[BEGIN EXTRACTED DATA]

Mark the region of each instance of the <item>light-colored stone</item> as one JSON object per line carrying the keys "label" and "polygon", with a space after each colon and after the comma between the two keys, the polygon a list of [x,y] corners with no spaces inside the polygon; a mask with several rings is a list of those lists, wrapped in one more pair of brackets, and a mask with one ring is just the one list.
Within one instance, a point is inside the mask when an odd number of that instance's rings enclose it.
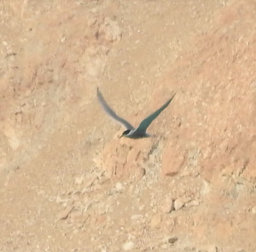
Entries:
{"label": "light-colored stone", "polygon": [[134,246],[134,244],[131,241],[125,243],[123,245],[123,248],[125,251],[130,251]]}

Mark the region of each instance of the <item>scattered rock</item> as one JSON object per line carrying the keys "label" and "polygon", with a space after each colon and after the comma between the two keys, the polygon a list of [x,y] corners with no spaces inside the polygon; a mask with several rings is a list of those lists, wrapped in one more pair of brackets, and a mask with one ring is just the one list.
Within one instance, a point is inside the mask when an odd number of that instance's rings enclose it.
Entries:
{"label": "scattered rock", "polygon": [[162,210],[164,213],[170,213],[174,210],[174,201],[169,197],[166,197],[162,203]]}
{"label": "scattered rock", "polygon": [[151,219],[151,226],[152,228],[159,227],[162,221],[162,216],[159,214],[156,214],[153,216]]}
{"label": "scattered rock", "polygon": [[65,209],[60,212],[57,215],[58,219],[60,220],[65,220],[68,216],[68,215],[72,210],[73,206],[67,207]]}
{"label": "scattered rock", "polygon": [[123,190],[123,186],[120,182],[118,182],[116,184],[116,188],[119,192],[122,192]]}
{"label": "scattered rock", "polygon": [[80,177],[77,177],[75,179],[75,183],[78,185],[81,185],[84,180],[84,177],[83,176],[80,176]]}
{"label": "scattered rock", "polygon": [[190,197],[182,197],[175,199],[174,201],[174,208],[175,210],[180,209],[186,203],[190,201]]}
{"label": "scattered rock", "polygon": [[125,251],[130,251],[133,248],[134,244],[132,241],[128,242],[123,245],[123,248]]}
{"label": "scattered rock", "polygon": [[168,242],[169,243],[174,243],[178,241],[178,238],[176,236],[173,236],[169,238],[168,239]]}
{"label": "scattered rock", "polygon": [[251,211],[253,213],[256,213],[256,206],[251,209]]}
{"label": "scattered rock", "polygon": [[120,27],[116,22],[109,18],[105,18],[99,32],[100,34],[104,34],[106,39],[111,42],[119,41],[121,39],[122,33]]}

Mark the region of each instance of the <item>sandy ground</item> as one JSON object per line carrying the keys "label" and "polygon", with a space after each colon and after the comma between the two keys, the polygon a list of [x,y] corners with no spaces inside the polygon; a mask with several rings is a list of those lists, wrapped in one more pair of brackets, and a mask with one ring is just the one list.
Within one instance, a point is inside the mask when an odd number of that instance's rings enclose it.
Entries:
{"label": "sandy ground", "polygon": [[[256,251],[256,2],[2,1],[0,251]],[[135,125],[175,92],[148,128]]]}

[END EXTRACTED DATA]

TASK REQUIREMENTS:
Copy again the lines from the one containing "Mark the region of each instance of the <item>sandy" through the end of the items, requests included, and raise every polygon coordinate in the answers by 85. Copy only those lines.

RESULT:
Mark the region of each instance of the <item>sandy ground</item> as one JSON object per line carrying the keys "label" and "polygon", with a space after each colon and after the comma between the two keys, the polygon a list of [x,y] corners with no spaces inside the polygon; a mask with several rings is a list of those lists, wrapped in one more pair of brackets, and a mask with one ring is just the one list.
Within one instance, a point is inside the mask when an odd number of that instance's rings enclose it.
Entries:
{"label": "sandy ground", "polygon": [[[341,336],[341,87],[87,86],[85,336]],[[220,210],[260,177],[233,213]]]}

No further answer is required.